**TRECHO DO DOCUMENTO:**

O diagnóstico deve se basear na história clínica, exame físico, exames de imagem e de laboratório.

Exames de sangue podem detectar um aumento das enzimas produzidas pelo pâncreas (amilase e lipase), que são liberadas na circulação devido à lesão às células do órgão. Contudo, ao contrário da pancreatite aguda, em que tais enzimas geralmente estão elevadas, no caso da pancreatite crônica, as mesmas podem estar dentro dos níveis normais, não se tratando, portanto, de exames conclusivos para o diagnóstico. Em razão disso, mostra-se necessária a realização de exames de imagem.

Dentro dos exames de imagem, podem ser realizados raio-x, ultrassonografia, tomografia computadorizada e ressonância magnética de abdome, através dos quais sejam visualizados edema, calcificações no pâncreas ou obstruções/dilatações no ducto pancreático principal ou de seus ramos. Pode-se realizar ainda uma CPRE (colangiopancreatografia retrógrada endoscópica) ou colangioressonância. Atualmente, o principal exame que vem sendo utilizado é a tomografia computadorizada. Tais exames possibilitam a análise do grau de lesão ao pâncreas, presença de “pedras” nos ductos e eventuais complicações.

Deve-se atentar, entretanto, que pode se tratar de um caso de pancreatite crônica ainda que não haja alterações nos exames de imagem realizados, nos casos em que a doença está apenas se iniciando, quando ainda não há alterações no órgão que sejam detectáveis por meio dos exames disponíveis. Nessas hipóteses, o diagnóstico requer a realização de exames a fim de apurar a função pancreática, seja através da quantificação da secreção do pâncreas após certo estímulo, seja através da análise de evidências de má função pancreática, como presença de gordura ou elastase nas fezes (esteatorréia) e/ou diabetes. Os resultados desses testes devem ser avaliados tendo-se em vista os sintomas apresentados pelo paciente.

**DADOS EXTRAÍDOS:**
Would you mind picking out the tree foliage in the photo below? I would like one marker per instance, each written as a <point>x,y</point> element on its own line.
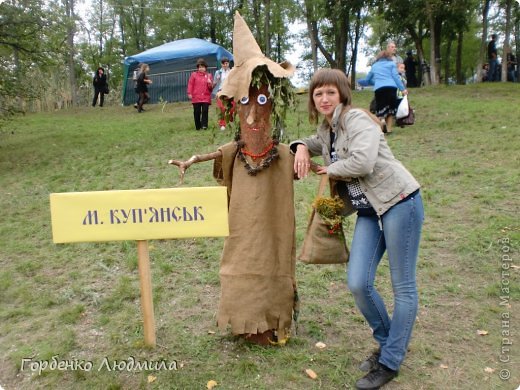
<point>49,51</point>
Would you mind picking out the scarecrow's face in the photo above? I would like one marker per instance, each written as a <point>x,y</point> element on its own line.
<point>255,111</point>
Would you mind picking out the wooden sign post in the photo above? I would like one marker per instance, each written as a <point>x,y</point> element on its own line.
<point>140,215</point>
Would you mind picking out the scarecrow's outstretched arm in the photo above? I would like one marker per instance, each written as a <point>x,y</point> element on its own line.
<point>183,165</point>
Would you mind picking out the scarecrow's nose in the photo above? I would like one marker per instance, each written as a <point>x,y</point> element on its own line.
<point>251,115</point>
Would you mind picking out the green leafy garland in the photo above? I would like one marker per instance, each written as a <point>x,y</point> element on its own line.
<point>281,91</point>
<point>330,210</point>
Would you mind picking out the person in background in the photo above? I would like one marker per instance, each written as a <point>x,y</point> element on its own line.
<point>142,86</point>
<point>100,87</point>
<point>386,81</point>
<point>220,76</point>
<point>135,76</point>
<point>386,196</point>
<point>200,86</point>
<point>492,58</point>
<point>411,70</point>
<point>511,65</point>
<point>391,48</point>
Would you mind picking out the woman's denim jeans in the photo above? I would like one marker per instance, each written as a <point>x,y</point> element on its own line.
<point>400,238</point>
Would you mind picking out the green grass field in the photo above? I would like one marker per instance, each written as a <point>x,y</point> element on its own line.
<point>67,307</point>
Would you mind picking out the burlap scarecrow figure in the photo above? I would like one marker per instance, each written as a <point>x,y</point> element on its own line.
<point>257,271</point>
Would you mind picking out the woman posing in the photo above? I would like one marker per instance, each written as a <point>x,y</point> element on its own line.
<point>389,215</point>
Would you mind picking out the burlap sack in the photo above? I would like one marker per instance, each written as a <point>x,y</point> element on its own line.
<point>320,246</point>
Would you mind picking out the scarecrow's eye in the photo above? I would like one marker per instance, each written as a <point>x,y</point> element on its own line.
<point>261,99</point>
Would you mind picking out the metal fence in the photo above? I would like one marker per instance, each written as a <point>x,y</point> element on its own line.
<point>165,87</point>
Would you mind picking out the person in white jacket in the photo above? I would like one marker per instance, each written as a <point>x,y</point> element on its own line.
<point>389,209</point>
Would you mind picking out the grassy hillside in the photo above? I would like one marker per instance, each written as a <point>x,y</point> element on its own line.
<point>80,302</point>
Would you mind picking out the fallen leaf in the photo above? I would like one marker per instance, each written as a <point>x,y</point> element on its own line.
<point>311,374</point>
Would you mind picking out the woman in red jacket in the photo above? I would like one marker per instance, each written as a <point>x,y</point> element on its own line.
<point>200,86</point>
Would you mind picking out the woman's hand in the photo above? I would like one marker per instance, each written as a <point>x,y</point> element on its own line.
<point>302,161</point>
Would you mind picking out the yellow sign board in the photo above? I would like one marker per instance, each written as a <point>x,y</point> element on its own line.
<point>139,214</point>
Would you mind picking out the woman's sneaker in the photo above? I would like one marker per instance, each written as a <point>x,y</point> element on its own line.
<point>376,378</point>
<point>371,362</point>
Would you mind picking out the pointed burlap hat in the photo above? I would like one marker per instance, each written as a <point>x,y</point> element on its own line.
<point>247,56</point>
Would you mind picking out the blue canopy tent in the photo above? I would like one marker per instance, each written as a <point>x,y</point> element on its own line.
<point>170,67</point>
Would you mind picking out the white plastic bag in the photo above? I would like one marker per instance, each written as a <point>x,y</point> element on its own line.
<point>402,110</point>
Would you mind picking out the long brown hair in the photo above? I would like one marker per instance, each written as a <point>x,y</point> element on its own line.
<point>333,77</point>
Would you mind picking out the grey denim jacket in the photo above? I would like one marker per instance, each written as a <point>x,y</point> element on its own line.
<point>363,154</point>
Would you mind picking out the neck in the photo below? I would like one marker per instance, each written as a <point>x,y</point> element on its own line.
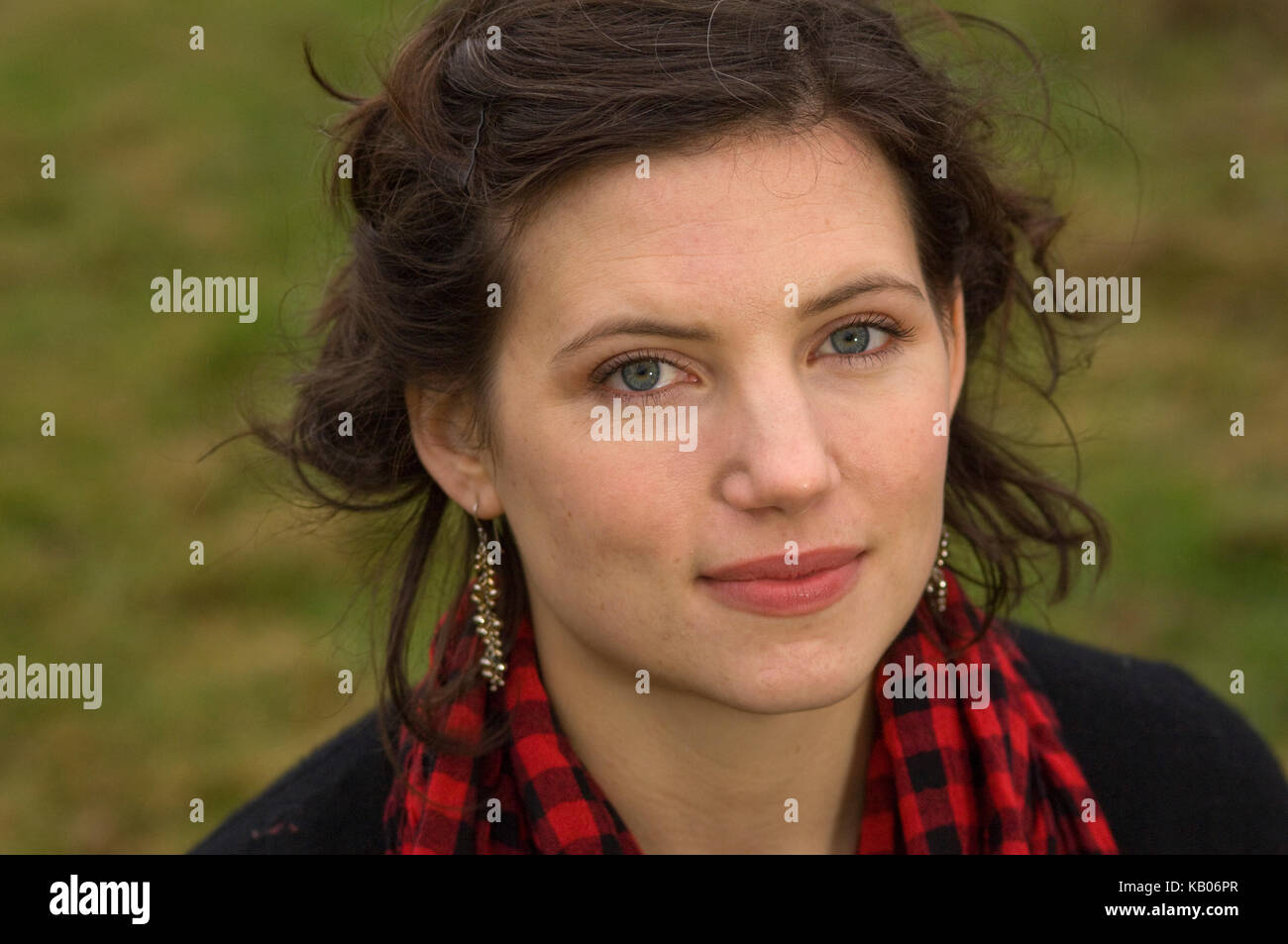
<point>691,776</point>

==

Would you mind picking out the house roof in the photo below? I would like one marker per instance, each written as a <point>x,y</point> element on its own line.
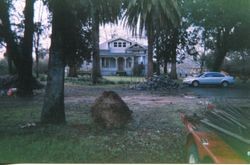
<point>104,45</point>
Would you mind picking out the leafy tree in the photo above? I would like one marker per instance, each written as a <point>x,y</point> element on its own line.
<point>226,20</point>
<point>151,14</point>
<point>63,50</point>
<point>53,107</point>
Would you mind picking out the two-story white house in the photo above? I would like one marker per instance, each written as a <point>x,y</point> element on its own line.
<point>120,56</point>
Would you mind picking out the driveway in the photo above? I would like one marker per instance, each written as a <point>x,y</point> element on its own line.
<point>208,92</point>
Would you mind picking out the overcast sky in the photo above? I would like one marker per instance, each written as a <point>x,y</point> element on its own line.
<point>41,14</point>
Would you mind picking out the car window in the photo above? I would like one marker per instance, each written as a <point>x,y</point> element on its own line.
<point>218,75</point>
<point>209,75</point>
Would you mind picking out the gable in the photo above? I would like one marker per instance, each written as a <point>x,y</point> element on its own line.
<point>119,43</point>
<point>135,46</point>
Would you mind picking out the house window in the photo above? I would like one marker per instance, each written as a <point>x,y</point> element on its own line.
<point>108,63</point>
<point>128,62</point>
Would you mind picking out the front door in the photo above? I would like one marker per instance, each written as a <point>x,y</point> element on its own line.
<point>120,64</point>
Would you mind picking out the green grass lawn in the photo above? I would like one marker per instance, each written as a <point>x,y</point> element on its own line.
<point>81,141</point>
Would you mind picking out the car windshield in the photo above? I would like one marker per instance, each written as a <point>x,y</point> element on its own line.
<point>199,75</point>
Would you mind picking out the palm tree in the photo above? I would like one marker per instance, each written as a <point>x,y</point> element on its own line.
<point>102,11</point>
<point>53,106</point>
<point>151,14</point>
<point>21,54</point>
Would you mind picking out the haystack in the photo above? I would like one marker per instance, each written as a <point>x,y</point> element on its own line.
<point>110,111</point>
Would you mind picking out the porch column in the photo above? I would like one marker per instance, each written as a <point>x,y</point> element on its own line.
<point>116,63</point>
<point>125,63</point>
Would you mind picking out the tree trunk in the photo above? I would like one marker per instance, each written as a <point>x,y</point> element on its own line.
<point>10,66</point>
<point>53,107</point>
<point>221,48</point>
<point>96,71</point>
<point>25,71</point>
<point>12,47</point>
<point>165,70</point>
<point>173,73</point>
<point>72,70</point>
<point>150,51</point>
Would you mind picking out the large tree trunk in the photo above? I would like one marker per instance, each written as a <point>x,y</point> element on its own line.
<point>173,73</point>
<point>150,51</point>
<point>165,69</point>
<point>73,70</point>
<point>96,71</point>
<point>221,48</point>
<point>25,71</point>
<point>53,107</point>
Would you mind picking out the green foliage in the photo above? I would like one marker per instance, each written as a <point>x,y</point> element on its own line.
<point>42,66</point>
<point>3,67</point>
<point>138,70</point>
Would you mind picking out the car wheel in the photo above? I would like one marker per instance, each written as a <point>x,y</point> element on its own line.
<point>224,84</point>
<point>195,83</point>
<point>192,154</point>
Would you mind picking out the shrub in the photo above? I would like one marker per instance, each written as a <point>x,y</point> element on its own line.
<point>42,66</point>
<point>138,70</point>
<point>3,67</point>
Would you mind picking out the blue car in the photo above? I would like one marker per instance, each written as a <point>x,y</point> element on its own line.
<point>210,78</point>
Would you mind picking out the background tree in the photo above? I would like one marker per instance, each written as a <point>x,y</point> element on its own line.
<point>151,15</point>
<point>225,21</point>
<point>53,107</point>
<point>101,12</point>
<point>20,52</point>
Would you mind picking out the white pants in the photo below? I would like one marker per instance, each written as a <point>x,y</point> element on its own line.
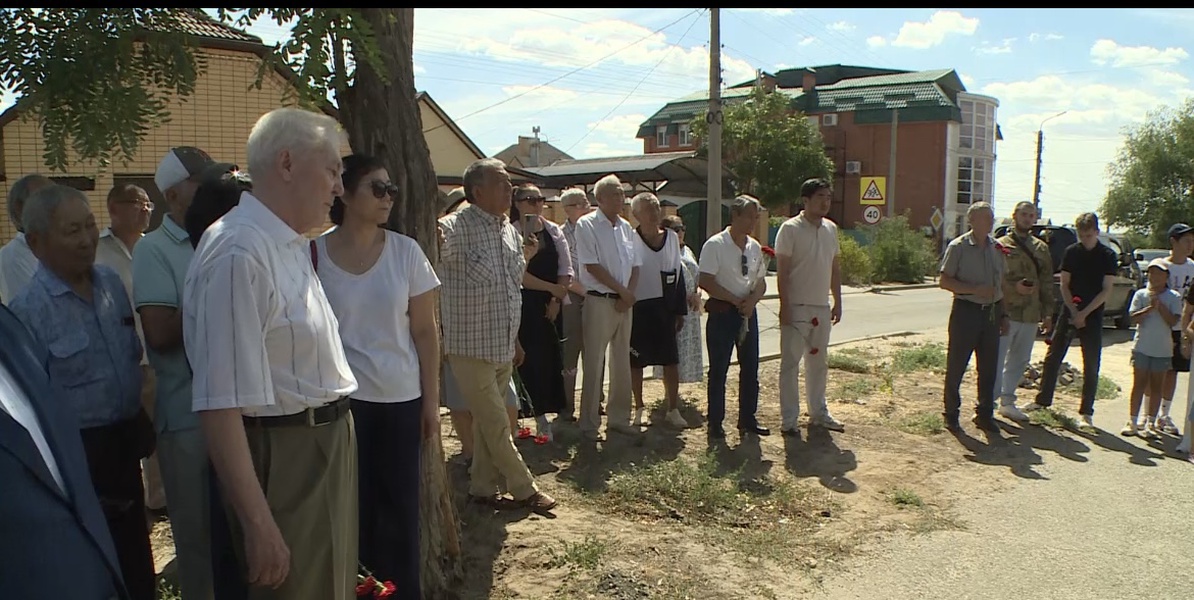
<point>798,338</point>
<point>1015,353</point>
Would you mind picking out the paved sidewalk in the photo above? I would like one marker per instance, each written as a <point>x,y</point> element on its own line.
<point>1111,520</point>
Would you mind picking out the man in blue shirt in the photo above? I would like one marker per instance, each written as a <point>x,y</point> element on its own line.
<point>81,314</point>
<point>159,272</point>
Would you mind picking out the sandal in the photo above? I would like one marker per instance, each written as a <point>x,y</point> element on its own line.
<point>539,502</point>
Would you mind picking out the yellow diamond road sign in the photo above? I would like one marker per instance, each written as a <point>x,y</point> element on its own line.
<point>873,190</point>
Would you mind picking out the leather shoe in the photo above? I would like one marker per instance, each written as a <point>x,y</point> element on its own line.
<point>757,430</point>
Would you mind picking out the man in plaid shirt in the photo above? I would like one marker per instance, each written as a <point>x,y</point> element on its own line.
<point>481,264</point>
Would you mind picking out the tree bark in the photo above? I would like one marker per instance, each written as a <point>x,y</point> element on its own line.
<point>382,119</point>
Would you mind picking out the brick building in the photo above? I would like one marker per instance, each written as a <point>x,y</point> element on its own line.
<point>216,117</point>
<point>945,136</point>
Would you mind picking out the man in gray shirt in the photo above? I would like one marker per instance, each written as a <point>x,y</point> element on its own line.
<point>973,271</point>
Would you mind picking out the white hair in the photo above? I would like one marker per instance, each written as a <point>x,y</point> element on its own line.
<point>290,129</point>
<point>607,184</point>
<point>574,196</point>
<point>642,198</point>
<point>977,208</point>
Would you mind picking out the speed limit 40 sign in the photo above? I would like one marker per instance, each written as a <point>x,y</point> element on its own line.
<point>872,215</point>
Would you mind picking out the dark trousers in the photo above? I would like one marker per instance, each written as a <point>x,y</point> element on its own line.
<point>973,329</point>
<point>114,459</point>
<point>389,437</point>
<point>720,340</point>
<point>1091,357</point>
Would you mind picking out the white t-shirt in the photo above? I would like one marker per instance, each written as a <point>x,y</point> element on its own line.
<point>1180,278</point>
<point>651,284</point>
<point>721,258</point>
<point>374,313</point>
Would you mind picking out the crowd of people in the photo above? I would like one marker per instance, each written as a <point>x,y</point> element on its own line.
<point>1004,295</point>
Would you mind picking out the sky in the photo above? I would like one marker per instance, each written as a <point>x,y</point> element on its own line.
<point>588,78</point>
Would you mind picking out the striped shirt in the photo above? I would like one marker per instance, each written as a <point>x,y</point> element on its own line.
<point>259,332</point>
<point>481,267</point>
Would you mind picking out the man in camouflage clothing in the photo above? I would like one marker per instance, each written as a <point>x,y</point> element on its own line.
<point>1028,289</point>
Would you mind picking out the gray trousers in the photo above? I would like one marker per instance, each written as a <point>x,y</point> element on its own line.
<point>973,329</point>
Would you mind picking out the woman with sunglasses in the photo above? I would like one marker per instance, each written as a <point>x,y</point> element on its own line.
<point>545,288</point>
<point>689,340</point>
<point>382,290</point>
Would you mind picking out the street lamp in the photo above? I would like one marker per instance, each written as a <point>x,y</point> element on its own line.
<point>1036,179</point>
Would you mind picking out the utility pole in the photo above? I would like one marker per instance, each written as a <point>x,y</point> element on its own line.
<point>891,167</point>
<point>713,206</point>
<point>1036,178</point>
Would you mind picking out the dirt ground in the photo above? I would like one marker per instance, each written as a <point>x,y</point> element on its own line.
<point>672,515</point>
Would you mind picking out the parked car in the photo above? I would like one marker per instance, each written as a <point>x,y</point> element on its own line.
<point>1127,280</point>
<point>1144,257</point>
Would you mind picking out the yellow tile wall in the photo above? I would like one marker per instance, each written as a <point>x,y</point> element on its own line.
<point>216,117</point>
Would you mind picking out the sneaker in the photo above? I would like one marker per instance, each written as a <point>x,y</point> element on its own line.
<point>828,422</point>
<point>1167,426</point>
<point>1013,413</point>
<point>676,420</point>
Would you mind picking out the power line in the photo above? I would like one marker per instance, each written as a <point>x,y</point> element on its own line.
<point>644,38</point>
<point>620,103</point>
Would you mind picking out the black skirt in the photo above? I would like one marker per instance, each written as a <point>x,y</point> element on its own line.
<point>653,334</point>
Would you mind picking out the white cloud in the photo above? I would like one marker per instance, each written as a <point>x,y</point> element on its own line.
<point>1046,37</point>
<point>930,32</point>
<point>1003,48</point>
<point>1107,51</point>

**TAREFA:** Dê continuidade ao texto sobre o diagnóstico da pancreatite crônica, começando logo após a última frase apresentada.

**RESPOSTA AO EXERCÍCIO:**
Tratamento

Os principais objetivos do tratamento da pancreatite crônica são: a) alívio da dor; b) correção da insuficiência pancreática; c) manejo de eventuais complicações que venham a ocorrer.

  1. Alívio da dor – este pode ser obtido através da adoção de algumas mudanças nos hábitos de vida dos pacientes, tais como: interrupção da ingestão de bebidas alcoólicas, principalmente nos casos de pancreatite crônica induzida por álcool; ingestão de porções menores de alimentos durante as refeições, devendo-se evitar alimentos gordurosos. Além disso, pode haver a reposição das enzimas pancreáticas, que não vêm sendo produzidas em quantidades adequadas em razão da doença. Havendo persistência da dor apesar da utilização dos meios já citados, pode ser necessária a utilização de analgésicos para o seu alívio e, em casos mais graves, os pacientes podem ser encaminhados a centros especializados a fim de serem submetidos a procedimentos invasivos, que podem incluir bloqueios de nervos, terapia por meio de endoscopia ou até mesmo cirurgia;

  1. Correção da insuficiência pancreática – essa correção é realizada tanto através da reposição das enzimas pancreáticas que não vêm sendo adequadamente produzidas pelo pâncreas doente quanto através de alterações na dieta do paciente, que deve reduzir a ingestão de gorduras. Com isso, controla-se a má-absorção de nutrientes que é observada nos pacientes portadores de pancreatite crônica. Além disso, tal reposição pode, em alguns casos, auxiliar no alívio e controle da dor abdominal.

  1. Manejo de eventuais complicações – nestes casos, cada complicação tem um tratamento específico.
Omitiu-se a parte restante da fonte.